++++ Article
I didn't think I'd see so much heat in a computer discussion before. Heh.

And perhaps my 2 cents really isn't helpful, but what if you just ditch Ubuntu and use Windows 7 as your daily driver? It's really easier to have just 1 OS.

Or you could wait for Valve to finish developing Steam for Linux and try to get the Creative Suite on Wine? (However I'm sure CS on Wine would be painful.)


----------



## CannonFodder (Dec 28, 2012)

shteev said:


> I didn't think I'd see so much heat in a computer discussion before. Heh.
> 
> And perhaps my 2 cents really isn't helpful, but what if you just ditch Ubuntu and use Windows 7 as your daily driver? It's really easier to have just 1 OS.
> 
> Or you could wait for Valve to finish developing Steam for Linux and try to get the Creative Suite on Wine? (However I'm sure CS on Wine would be painful.)


I pretty much am already waiting for more steam games to come out for linux.
Speaking of Steam and linux when are more games coming out for it anyhow?

CS6 works like crap on wine.


----------



## shteev (Dec 28, 2012)

Valve has to finish the Steam client (don't think they're quite done yet) and then port their Source games over. Not sure what the deal is with non-Valve games - I'm assuming most big titles won't be ported over and that you'll mainly see indies go on Linux.


----------



## CannonFodder (Dec 28, 2012)

shteev said:


> Valve has to finish the Steam client (don't think they're quite done yet) and then port their Source games over. Not sure what the deal is with non-Valve games - I'm assuming most big titles won't be ported over and that you'll mainly see indies go on Linux.
++++++++
++++ Provided records
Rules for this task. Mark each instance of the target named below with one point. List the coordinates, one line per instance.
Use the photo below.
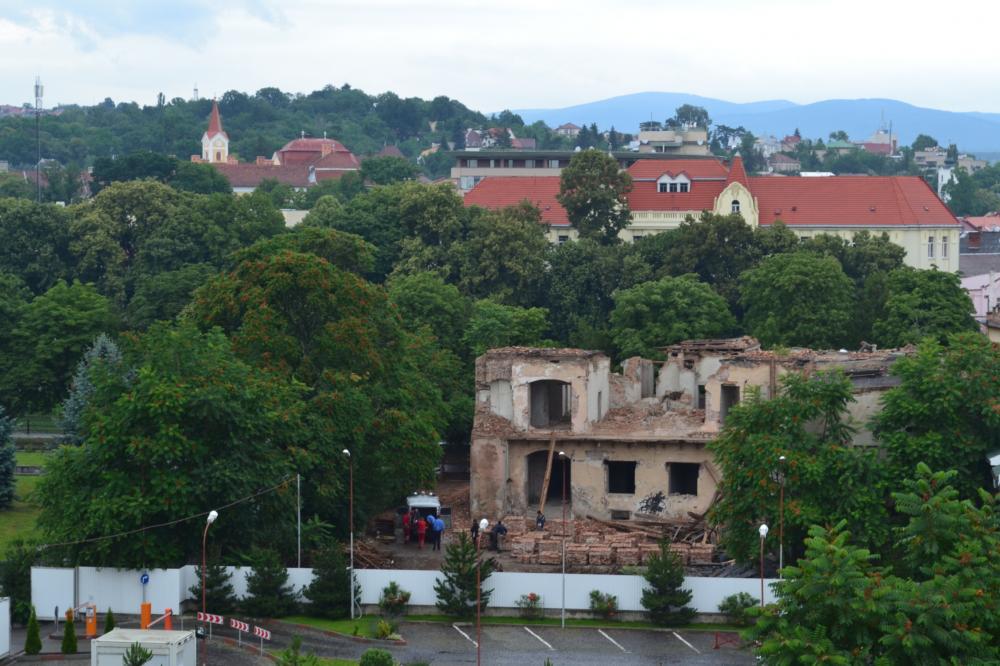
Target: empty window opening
(730, 397)
(550, 403)
(684, 478)
(536, 463)
(621, 476)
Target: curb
(336, 634)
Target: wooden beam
(548, 474)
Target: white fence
(121, 590)
(4, 626)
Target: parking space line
(685, 642)
(544, 642)
(616, 643)
(466, 635)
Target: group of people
(417, 528)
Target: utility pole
(39, 89)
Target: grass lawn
(365, 625)
(577, 622)
(31, 458)
(19, 520)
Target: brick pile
(591, 544)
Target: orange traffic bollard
(91, 622)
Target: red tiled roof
(215, 122)
(496, 192)
(878, 148)
(251, 175)
(694, 169)
(849, 201)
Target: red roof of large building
(496, 192)
(849, 201)
(215, 122)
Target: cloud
(521, 53)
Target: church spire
(214, 121)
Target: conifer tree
(33, 642)
(456, 590)
(69, 638)
(329, 594)
(7, 461)
(269, 594)
(664, 599)
(219, 594)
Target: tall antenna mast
(39, 90)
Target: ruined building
(635, 442)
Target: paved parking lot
(512, 645)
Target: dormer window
(673, 184)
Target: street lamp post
(350, 510)
(212, 515)
(562, 456)
(781, 515)
(762, 530)
(483, 524)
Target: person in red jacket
(421, 531)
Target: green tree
(494, 325)
(651, 315)
(923, 142)
(388, 169)
(329, 593)
(69, 636)
(191, 426)
(136, 655)
(807, 422)
(8, 460)
(33, 642)
(920, 304)
(268, 592)
(664, 599)
(456, 589)
(797, 299)
(943, 411)
(48, 340)
(220, 597)
(594, 191)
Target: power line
(169, 523)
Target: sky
(510, 54)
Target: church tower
(215, 142)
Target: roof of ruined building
(544, 352)
(736, 345)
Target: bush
(530, 606)
(267, 589)
(69, 638)
(33, 642)
(735, 607)
(604, 606)
(394, 599)
(376, 657)
(664, 599)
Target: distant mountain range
(972, 131)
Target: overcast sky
(516, 53)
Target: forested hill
(257, 124)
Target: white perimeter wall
(4, 626)
(121, 591)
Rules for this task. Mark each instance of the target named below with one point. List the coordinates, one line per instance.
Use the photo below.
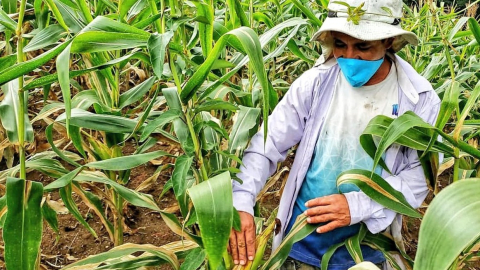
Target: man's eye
(363, 48)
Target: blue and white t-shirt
(338, 149)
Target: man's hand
(242, 244)
(332, 210)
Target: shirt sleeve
(410, 181)
(285, 129)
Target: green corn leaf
(66, 195)
(51, 217)
(458, 26)
(126, 162)
(242, 129)
(475, 28)
(71, 15)
(28, 66)
(159, 121)
(446, 231)
(134, 197)
(108, 123)
(266, 38)
(58, 15)
(124, 250)
(157, 46)
(63, 67)
(9, 6)
(398, 127)
(45, 38)
(353, 244)
(308, 12)
(260, 17)
(205, 27)
(49, 79)
(63, 181)
(328, 255)
(124, 7)
(386, 244)
(9, 113)
(181, 129)
(215, 104)
(129, 263)
(414, 138)
(144, 23)
(213, 203)
(194, 259)
(3, 210)
(172, 222)
(179, 181)
(5, 20)
(136, 93)
(250, 44)
(105, 24)
(22, 231)
(99, 41)
(299, 230)
(49, 136)
(7, 61)
(379, 190)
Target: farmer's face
(349, 47)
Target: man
(325, 111)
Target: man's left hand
(332, 210)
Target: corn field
(91, 90)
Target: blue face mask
(358, 72)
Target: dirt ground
(144, 226)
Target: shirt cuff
(243, 201)
(362, 207)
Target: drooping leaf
(215, 104)
(125, 162)
(22, 231)
(134, 197)
(194, 259)
(378, 189)
(179, 181)
(10, 113)
(242, 128)
(157, 46)
(299, 230)
(101, 122)
(213, 203)
(136, 93)
(45, 38)
(5, 20)
(475, 28)
(353, 244)
(28, 66)
(159, 121)
(446, 231)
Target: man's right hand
(242, 243)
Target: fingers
(329, 227)
(322, 218)
(232, 247)
(326, 200)
(250, 238)
(242, 243)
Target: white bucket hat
(376, 20)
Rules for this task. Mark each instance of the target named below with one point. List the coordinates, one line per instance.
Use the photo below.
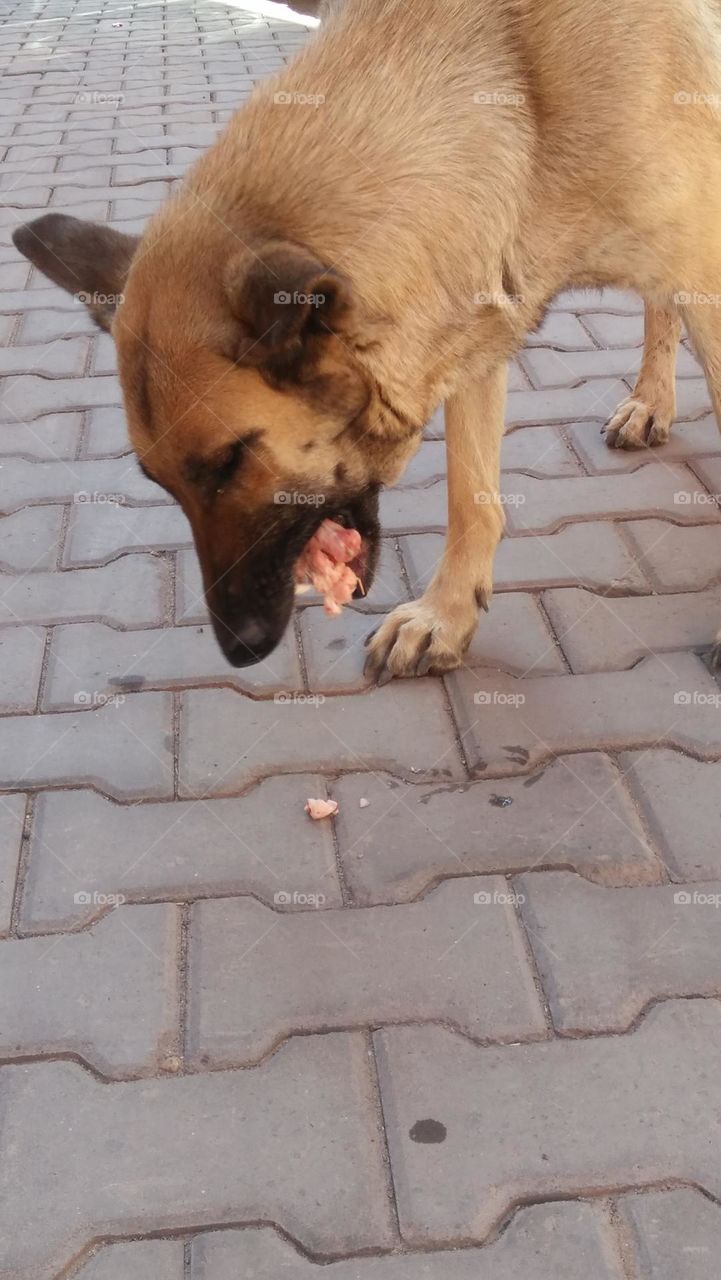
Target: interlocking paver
(409, 836)
(109, 995)
(12, 819)
(227, 740)
(589, 554)
(185, 850)
(510, 726)
(99, 531)
(30, 539)
(675, 1235)
(601, 634)
(514, 638)
(128, 593)
(548, 1119)
(688, 440)
(605, 954)
(547, 1242)
(126, 750)
(256, 976)
(206, 1148)
(542, 506)
(680, 799)
(100, 658)
(142, 1260)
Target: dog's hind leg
(432, 634)
(646, 416)
(703, 323)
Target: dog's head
(245, 400)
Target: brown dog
(374, 234)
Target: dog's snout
(246, 641)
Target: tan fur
(469, 159)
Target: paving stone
(539, 451)
(183, 850)
(128, 593)
(99, 658)
(546, 1242)
(21, 666)
(597, 400)
(55, 435)
(30, 396)
(606, 954)
(575, 813)
(258, 976)
(542, 506)
(142, 1260)
(614, 330)
(106, 433)
(512, 638)
(211, 1148)
(688, 440)
(546, 1120)
(675, 1235)
(708, 470)
(562, 330)
(103, 483)
(589, 554)
(510, 726)
(109, 995)
(126, 750)
(680, 799)
(674, 558)
(227, 743)
(65, 359)
(601, 634)
(12, 818)
(100, 531)
(30, 539)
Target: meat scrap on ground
(325, 565)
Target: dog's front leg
(432, 634)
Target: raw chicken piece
(325, 565)
(319, 809)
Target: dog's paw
(639, 425)
(419, 639)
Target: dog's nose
(247, 641)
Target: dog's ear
(286, 302)
(86, 259)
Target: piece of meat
(319, 809)
(325, 562)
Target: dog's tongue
(325, 565)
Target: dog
(374, 234)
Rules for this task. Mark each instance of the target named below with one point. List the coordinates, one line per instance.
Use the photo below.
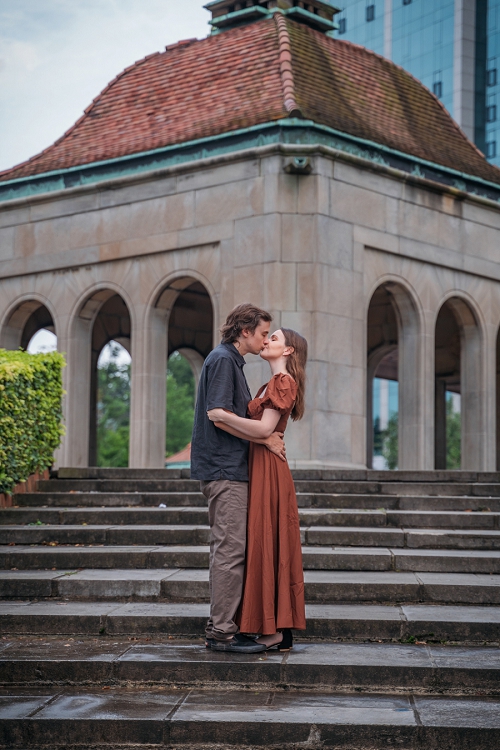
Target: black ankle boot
(287, 640)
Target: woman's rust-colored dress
(273, 593)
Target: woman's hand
(216, 415)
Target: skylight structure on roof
(226, 14)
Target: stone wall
(311, 248)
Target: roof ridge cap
(286, 70)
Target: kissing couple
(238, 454)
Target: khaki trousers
(227, 515)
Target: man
(220, 461)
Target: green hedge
(30, 414)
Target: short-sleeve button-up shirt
(215, 454)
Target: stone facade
(163, 256)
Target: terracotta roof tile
(256, 74)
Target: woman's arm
(248, 428)
(274, 443)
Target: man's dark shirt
(215, 454)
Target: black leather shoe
(286, 643)
(239, 643)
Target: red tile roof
(255, 74)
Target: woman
(273, 594)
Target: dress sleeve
(280, 394)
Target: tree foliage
(113, 408)
(390, 442)
(389, 439)
(30, 414)
(453, 437)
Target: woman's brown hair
(296, 367)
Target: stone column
(74, 450)
(148, 391)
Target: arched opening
(382, 381)
(393, 380)
(30, 327)
(186, 308)
(110, 323)
(458, 418)
(103, 318)
(113, 405)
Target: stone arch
(459, 368)
(394, 350)
(101, 314)
(25, 318)
(181, 316)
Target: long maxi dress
(273, 592)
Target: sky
(56, 56)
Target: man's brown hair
(243, 317)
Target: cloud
(58, 55)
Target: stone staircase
(104, 586)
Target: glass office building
(452, 46)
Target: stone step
(349, 622)
(191, 719)
(335, 667)
(191, 585)
(415, 503)
(108, 499)
(411, 538)
(77, 499)
(191, 534)
(70, 557)
(92, 534)
(405, 518)
(199, 515)
(398, 488)
(165, 484)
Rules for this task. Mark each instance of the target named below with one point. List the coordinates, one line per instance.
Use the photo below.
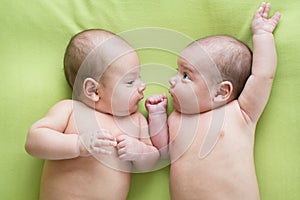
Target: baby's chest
(119, 126)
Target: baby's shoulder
(234, 111)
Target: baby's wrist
(82, 151)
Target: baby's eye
(130, 82)
(186, 76)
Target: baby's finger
(121, 138)
(266, 10)
(104, 135)
(99, 143)
(101, 151)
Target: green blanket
(33, 38)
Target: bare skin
(212, 151)
(91, 146)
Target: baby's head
(103, 71)
(213, 70)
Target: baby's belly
(82, 178)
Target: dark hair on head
(232, 57)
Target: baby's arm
(156, 106)
(138, 150)
(258, 87)
(46, 138)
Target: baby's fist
(156, 103)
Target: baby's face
(192, 88)
(123, 88)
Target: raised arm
(258, 87)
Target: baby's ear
(223, 92)
(90, 89)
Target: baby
(218, 99)
(91, 143)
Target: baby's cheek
(187, 99)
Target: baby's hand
(157, 103)
(261, 23)
(129, 148)
(97, 143)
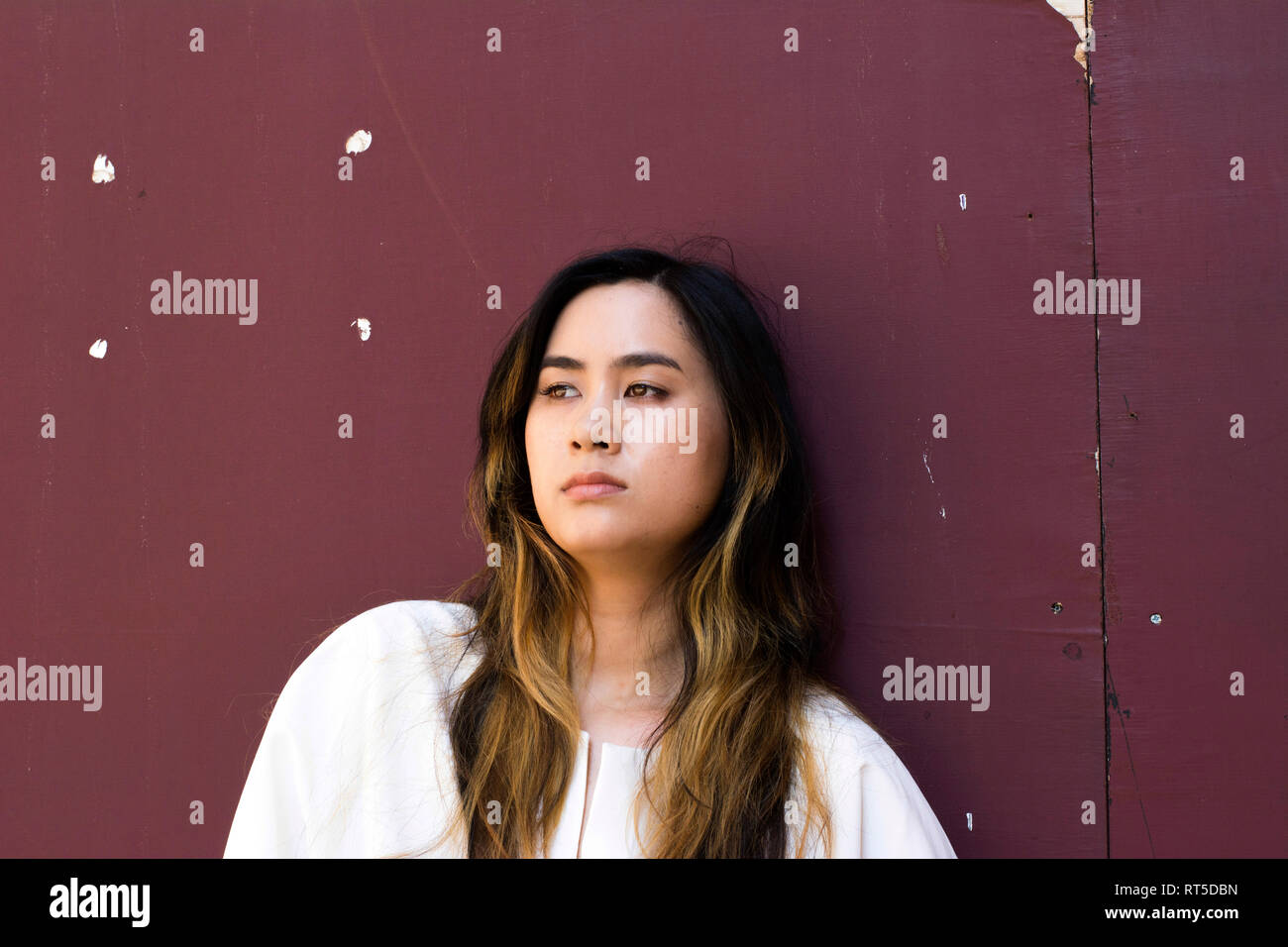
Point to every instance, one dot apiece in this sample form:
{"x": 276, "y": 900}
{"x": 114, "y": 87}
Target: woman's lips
{"x": 592, "y": 491}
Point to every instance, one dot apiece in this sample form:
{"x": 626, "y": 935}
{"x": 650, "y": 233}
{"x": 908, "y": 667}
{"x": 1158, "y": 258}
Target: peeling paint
{"x": 1078, "y": 17}
{"x": 359, "y": 142}
{"x": 103, "y": 170}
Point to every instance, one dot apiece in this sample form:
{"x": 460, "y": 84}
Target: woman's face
{"x": 605, "y": 347}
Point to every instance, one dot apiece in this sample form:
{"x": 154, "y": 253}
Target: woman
{"x": 636, "y": 672}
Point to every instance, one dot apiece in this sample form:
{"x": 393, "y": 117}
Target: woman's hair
{"x": 732, "y": 754}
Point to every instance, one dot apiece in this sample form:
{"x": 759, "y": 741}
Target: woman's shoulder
{"x": 880, "y": 809}
{"x": 837, "y": 728}
{"x": 421, "y": 643}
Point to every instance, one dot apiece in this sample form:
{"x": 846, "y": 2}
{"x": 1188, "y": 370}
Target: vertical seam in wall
{"x": 1100, "y": 492}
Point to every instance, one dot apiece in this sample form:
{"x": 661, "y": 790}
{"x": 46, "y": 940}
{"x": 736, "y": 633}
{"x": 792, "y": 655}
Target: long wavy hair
{"x": 732, "y": 757}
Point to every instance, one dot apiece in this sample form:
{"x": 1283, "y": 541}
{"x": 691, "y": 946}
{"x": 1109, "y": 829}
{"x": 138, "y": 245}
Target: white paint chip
{"x": 103, "y": 170}
{"x": 359, "y": 142}
{"x": 1078, "y": 17}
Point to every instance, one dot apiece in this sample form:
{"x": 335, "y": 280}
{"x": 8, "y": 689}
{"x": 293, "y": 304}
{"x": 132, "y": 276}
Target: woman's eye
{"x": 652, "y": 388}
{"x": 549, "y": 390}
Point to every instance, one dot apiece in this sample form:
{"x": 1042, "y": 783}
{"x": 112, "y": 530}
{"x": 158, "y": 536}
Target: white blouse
{"x": 356, "y": 761}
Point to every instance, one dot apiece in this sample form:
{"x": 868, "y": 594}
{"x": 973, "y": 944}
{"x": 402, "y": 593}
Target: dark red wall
{"x": 493, "y": 169}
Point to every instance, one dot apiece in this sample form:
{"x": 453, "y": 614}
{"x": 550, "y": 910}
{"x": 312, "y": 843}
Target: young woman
{"x": 635, "y": 672}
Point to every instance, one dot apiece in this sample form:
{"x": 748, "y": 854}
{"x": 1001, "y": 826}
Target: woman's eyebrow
{"x": 635, "y": 360}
++++++++
Requirement: Copy word for word the stretch of the forum thread above from "I pretty much" through "crap on wine.".

Solved exercise:
I pretty much am already waiting for more steam games to come out for linux.
Speaking of Steam and linux when are more games coming out for it anyhow?

CS6 works like crap on wine.